Count the lines in the material below that contain the word "white" and give only that number.
+++ Materials provided +++
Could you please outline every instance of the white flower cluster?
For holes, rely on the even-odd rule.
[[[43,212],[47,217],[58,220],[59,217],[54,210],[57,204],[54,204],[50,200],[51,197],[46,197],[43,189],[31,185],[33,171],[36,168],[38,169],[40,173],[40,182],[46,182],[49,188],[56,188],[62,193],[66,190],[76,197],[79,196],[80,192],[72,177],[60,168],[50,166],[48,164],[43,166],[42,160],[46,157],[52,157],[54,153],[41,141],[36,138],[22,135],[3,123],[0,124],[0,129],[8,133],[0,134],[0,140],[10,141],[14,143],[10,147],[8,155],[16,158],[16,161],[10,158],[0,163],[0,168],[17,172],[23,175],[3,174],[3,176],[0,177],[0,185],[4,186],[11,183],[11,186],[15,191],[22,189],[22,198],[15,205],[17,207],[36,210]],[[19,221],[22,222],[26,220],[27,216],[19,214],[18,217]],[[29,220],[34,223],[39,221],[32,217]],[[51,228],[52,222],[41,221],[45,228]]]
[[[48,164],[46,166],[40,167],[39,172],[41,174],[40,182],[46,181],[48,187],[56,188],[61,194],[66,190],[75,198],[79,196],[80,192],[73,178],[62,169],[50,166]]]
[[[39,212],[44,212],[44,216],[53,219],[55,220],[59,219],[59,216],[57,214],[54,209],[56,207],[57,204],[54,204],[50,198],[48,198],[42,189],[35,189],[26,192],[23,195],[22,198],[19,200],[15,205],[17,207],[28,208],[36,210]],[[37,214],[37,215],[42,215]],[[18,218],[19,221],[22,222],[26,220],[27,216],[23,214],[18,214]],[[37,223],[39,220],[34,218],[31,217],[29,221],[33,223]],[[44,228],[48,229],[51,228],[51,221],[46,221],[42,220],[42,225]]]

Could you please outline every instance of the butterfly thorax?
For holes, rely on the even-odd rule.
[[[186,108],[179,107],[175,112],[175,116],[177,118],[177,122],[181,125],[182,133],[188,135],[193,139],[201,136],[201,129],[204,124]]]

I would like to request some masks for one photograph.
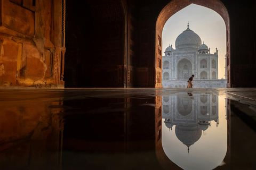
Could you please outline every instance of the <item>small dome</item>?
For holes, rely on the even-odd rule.
[[[175,41],[176,49],[197,48],[201,44],[200,37],[188,28],[180,34]]]
[[[164,52],[164,53],[171,52],[172,52],[173,50],[174,50],[174,49],[172,48],[172,47],[169,46],[166,48],[166,49],[165,49],[165,52]]]
[[[201,49],[207,49],[207,50],[209,50],[208,49],[208,47],[204,44],[203,44],[202,45],[201,45],[200,46],[200,47],[199,47],[199,50],[201,50]]]

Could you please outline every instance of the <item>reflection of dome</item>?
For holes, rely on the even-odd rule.
[[[200,37],[188,28],[178,36],[175,41],[176,49],[197,48],[202,44]]]
[[[189,147],[200,139],[202,135],[202,130],[199,129],[198,126],[176,125],[175,134],[181,142]]]
[[[165,49],[165,52],[172,52],[173,50],[174,50],[174,49],[172,48],[172,47],[169,46],[168,47],[166,48],[166,49]]]
[[[203,44],[199,47],[199,50],[201,49],[207,49],[208,50],[208,47],[204,44]]]
[[[201,129],[203,130],[204,131],[206,130],[206,129],[209,128],[209,125],[208,124],[200,124],[199,125],[199,128],[200,128]]]

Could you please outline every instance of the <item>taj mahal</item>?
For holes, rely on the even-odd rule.
[[[211,54],[199,36],[188,28],[178,36],[175,49],[169,45],[163,56],[164,88],[187,87],[192,74],[194,88],[225,88],[227,80],[218,79],[218,50]]]

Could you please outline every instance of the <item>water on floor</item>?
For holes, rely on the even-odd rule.
[[[0,169],[255,169],[255,107],[190,90],[1,91]]]

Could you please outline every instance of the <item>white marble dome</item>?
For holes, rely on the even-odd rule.
[[[201,45],[202,40],[200,37],[188,28],[180,34],[175,41],[175,47],[177,49],[197,48]]]
[[[207,49],[208,50],[208,47],[204,44],[203,44],[202,45],[201,45],[200,46],[200,47],[199,47],[199,50],[201,50],[201,49]]]

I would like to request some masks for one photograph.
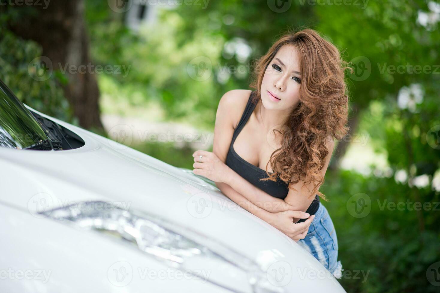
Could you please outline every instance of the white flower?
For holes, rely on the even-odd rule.
[[[399,91],[397,105],[400,109],[416,112],[417,105],[423,101],[423,90],[420,83],[412,83],[409,87],[403,86]]]
[[[408,179],[408,174],[404,170],[400,170],[394,174],[394,180],[396,182],[404,183]]]

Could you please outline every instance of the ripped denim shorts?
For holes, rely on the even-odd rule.
[[[307,235],[298,244],[311,254],[336,279],[342,276],[342,265],[337,261],[337,238],[327,209],[321,202]]]

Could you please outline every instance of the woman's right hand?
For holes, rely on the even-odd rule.
[[[308,232],[308,228],[315,215],[308,216],[303,211],[289,210],[285,211],[271,213],[270,224],[291,238],[296,242],[304,239]],[[301,223],[293,223],[293,218],[307,219]]]

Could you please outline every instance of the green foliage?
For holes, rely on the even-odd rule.
[[[0,79],[23,103],[45,114],[78,125],[64,97],[61,79],[53,74],[40,81],[30,64],[42,55],[37,43],[18,37],[6,23],[14,14],[2,12],[0,17]],[[17,17],[16,16],[15,17]]]

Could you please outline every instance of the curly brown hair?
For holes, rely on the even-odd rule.
[[[319,171],[329,153],[326,143],[329,137],[341,139],[348,132],[348,96],[345,82],[345,70],[351,68],[341,57],[334,45],[316,31],[305,29],[290,31],[279,38],[268,51],[256,61],[251,88],[256,89],[252,102],[261,102],[261,87],[266,68],[278,50],[285,45],[294,46],[300,56],[303,78],[300,88],[300,101],[286,124],[287,131],[275,129],[282,136],[281,146],[274,151],[266,165],[268,176],[260,181],[276,181],[276,177],[292,187],[301,179],[304,186],[313,182],[311,197],[317,194],[324,183]],[[275,134],[274,132],[274,134]],[[270,162],[274,172],[269,173]],[[293,188],[294,189],[294,188]]]

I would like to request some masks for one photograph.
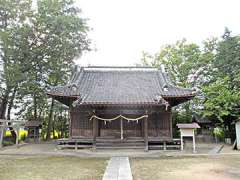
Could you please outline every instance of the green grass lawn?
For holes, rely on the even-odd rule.
[[[240,155],[133,158],[134,180],[239,180]]]
[[[102,179],[107,159],[0,156],[0,180]]]

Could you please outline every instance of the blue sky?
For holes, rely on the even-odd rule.
[[[93,30],[96,51],[80,65],[134,65],[141,52],[157,52],[166,43],[186,38],[201,43],[228,27],[240,34],[239,0],[77,0]]]

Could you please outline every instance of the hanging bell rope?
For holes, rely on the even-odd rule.
[[[148,117],[148,115],[143,115],[143,116],[140,116],[140,117],[137,117],[137,118],[128,118],[128,117],[125,117],[125,116],[123,116],[123,115],[118,115],[118,116],[116,116],[116,117],[114,117],[114,118],[101,118],[101,117],[98,117],[98,116],[96,116],[96,115],[93,115],[93,116],[90,118],[90,121],[91,121],[93,118],[96,118],[96,119],[98,119],[98,120],[102,120],[102,121],[104,121],[104,122],[114,121],[114,120],[117,120],[118,118],[123,118],[123,119],[125,119],[125,120],[127,120],[127,121],[137,121],[137,122],[138,122],[138,120],[141,120],[141,119],[147,118],[147,117]]]

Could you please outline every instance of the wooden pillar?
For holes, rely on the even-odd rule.
[[[148,120],[147,120],[147,117],[144,118],[144,141],[145,141],[145,151],[148,151]]]
[[[180,130],[181,132],[181,130]],[[181,151],[183,151],[183,136],[182,136],[182,132],[181,132]]]
[[[193,129],[193,153],[196,152],[196,143],[195,143],[195,131]]]
[[[121,126],[121,139],[123,139],[123,119],[120,119],[120,126]]]
[[[3,136],[4,136],[4,122],[0,125],[0,148],[3,146]]]
[[[68,120],[69,120],[69,125],[68,125],[69,137],[72,138],[72,105],[69,106]]]
[[[167,150],[167,143],[166,143],[166,141],[163,141],[163,150],[164,150],[164,151]]]
[[[98,120],[93,118],[93,149],[96,149],[96,139],[98,134]]]
[[[18,144],[19,144],[19,127],[17,126],[16,127],[16,145],[17,145],[17,148],[19,147]]]

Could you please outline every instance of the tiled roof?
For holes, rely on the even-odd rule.
[[[78,97],[75,104],[158,104],[164,97],[193,97],[190,89],[175,87],[156,68],[78,68],[66,86],[49,95]]]
[[[25,127],[39,127],[42,125],[42,122],[40,121],[27,121],[25,123]]]

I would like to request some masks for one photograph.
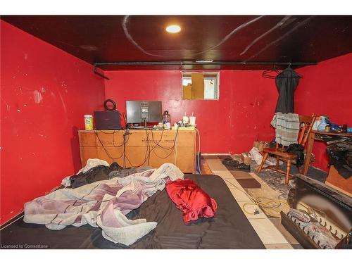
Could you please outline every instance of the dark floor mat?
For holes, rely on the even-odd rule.
[[[254,179],[236,179],[243,188],[260,188],[261,184]]]
[[[246,171],[230,170],[230,172],[235,179],[253,179],[252,175]]]

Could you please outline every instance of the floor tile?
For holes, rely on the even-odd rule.
[[[219,159],[218,158],[217,155],[202,155],[201,158],[204,158],[206,160],[218,160]]]
[[[231,179],[224,179],[224,181],[230,188],[237,188],[244,191],[242,187],[239,184],[239,182],[237,182],[234,177]]]
[[[251,201],[249,197],[247,195],[246,195],[246,194],[244,194],[243,191],[241,191],[240,190],[234,187],[229,187],[229,189],[237,201]]]
[[[267,244],[264,246],[267,249],[294,249],[289,244]]]
[[[238,201],[238,204],[239,205],[239,207],[241,207],[241,209],[242,209],[242,211],[244,212],[244,215],[248,219],[266,219],[267,216],[264,213],[264,212],[256,205],[254,203],[248,203],[248,201]],[[245,206],[246,210],[250,213],[253,213],[255,210],[258,210],[259,212],[258,214],[253,215],[251,213],[248,213],[246,212],[244,209],[244,206]]]
[[[292,247],[294,249],[304,249],[304,248],[302,246],[301,246],[300,244],[292,244],[291,246],[292,246]]]
[[[218,158],[207,160],[206,163],[213,172],[214,172],[215,170],[227,170],[226,167],[222,165],[220,160],[219,160]]]
[[[244,188],[260,188],[261,185],[256,179],[237,179],[237,182]]]
[[[235,179],[253,179],[252,175],[247,172],[241,170],[230,170]]]
[[[249,219],[263,244],[288,244],[269,219]]]
[[[263,183],[265,183],[265,181],[264,181],[263,179],[261,179],[259,176],[258,176],[256,173],[254,172],[250,172],[249,173],[251,176],[252,176],[254,179],[257,180],[258,182],[259,182],[260,184],[263,184]]]
[[[274,224],[274,225],[279,230],[279,231],[282,234],[286,240],[291,244],[299,244],[297,240],[288,232],[286,228],[281,224],[281,218],[270,218],[269,220]]]
[[[220,160],[223,160],[225,158],[231,158],[231,156],[230,155],[218,155],[218,158]]]

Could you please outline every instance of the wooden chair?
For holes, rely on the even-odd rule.
[[[308,139],[309,133],[310,133],[314,121],[315,120],[315,116],[316,115],[315,114],[313,114],[311,116],[299,115],[300,130],[297,142],[303,146]],[[286,149],[284,149],[284,146],[279,148],[277,142],[276,143],[276,147],[265,148],[263,151],[264,152],[264,156],[260,165],[258,168],[258,172],[260,172],[260,170],[264,169],[271,169],[280,173],[285,174],[285,184],[288,184],[290,176],[291,177],[294,177],[294,175],[291,175],[289,172],[291,170],[291,164],[292,163],[292,161],[295,161],[296,155],[292,153],[286,152]],[[263,167],[269,154],[272,154],[276,157],[276,165]],[[286,172],[279,169],[279,161],[286,162]],[[299,173],[301,173],[301,169],[298,166],[297,168],[298,168]]]

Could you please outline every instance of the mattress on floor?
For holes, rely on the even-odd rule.
[[[156,228],[130,246],[103,237],[101,230],[88,225],[50,230],[42,225],[27,224],[23,218],[0,231],[2,248],[37,249],[265,249],[256,231],[234,200],[225,182],[216,175],[185,175],[218,203],[215,216],[182,220],[182,211],[169,199],[166,190],[157,191],[139,208],[127,215],[130,219],[156,221]]]

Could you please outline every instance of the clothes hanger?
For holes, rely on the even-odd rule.
[[[290,70],[294,70],[291,68],[291,63],[289,63],[289,66],[283,70],[282,71],[279,71],[279,70],[277,70],[275,69],[275,65],[274,64],[274,70],[264,70],[263,72],[263,74],[262,74],[262,77],[264,77],[264,78],[269,78],[269,79],[276,79],[276,78],[287,78],[287,79],[291,79],[291,78],[303,78],[303,77],[300,75],[299,73],[296,73],[297,74],[298,76],[294,76],[294,77],[281,77],[281,76],[277,76],[279,73],[283,73],[284,72],[285,70],[287,70],[289,69]],[[272,75],[273,73],[275,73],[275,75]]]
[[[280,73],[280,71],[275,69],[276,65],[274,64],[274,70],[264,70],[262,77],[264,78],[275,79],[276,76]],[[272,74],[275,74],[274,75]]]

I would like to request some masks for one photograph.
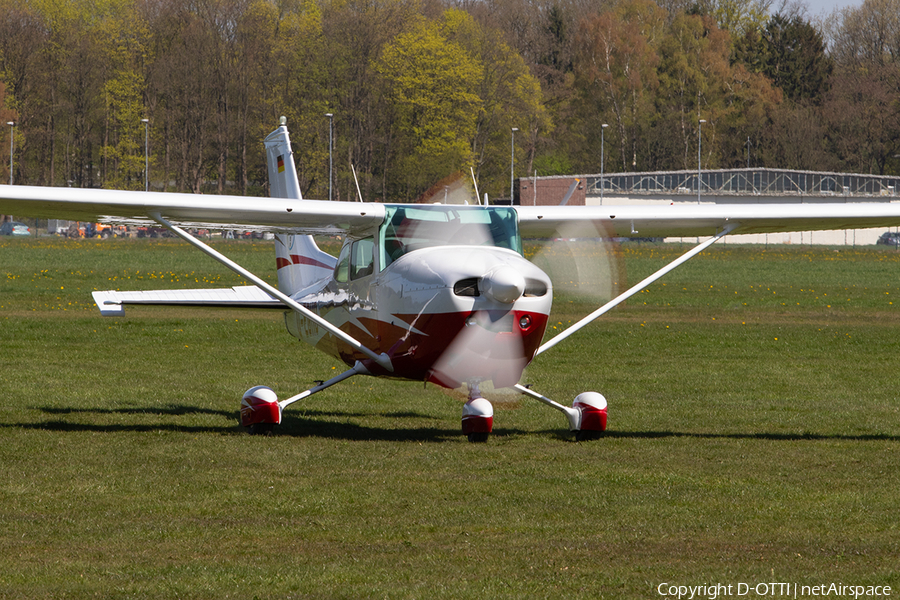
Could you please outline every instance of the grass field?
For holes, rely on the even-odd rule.
[[[274,271],[268,243],[217,247]],[[635,282],[686,249],[617,256]],[[94,289],[243,283],[182,243],[3,240],[0,265],[2,598],[900,593],[895,251],[714,247],[529,367],[604,393],[604,438],[500,395],[480,445],[458,395],[372,378],[244,434],[244,390],[341,365],[271,311],[99,316]]]

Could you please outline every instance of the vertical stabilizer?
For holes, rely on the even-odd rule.
[[[269,165],[269,188],[273,198],[302,200],[300,181],[294,165],[294,153],[287,126],[281,126],[266,138]],[[322,252],[310,235],[278,234],[275,236],[275,260],[278,267],[278,289],[293,295],[331,277],[337,259]]]
[[[265,141],[266,158],[269,163],[269,194],[273,198],[292,198],[302,200],[300,181],[297,179],[297,168],[294,165],[294,153],[291,151],[291,140],[288,137],[287,125],[282,117],[281,127],[268,135]]]

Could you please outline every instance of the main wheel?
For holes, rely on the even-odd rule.
[[[602,431],[579,429],[575,432],[576,442],[589,442],[591,440],[599,440],[603,436]]]

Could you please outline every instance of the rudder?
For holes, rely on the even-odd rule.
[[[273,198],[302,200],[294,153],[284,123],[282,117],[281,126],[265,140],[270,195]],[[277,234],[275,261],[278,289],[289,295],[330,277],[337,264],[336,258],[319,249],[311,235]]]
+++
# Answer for this exercise:
3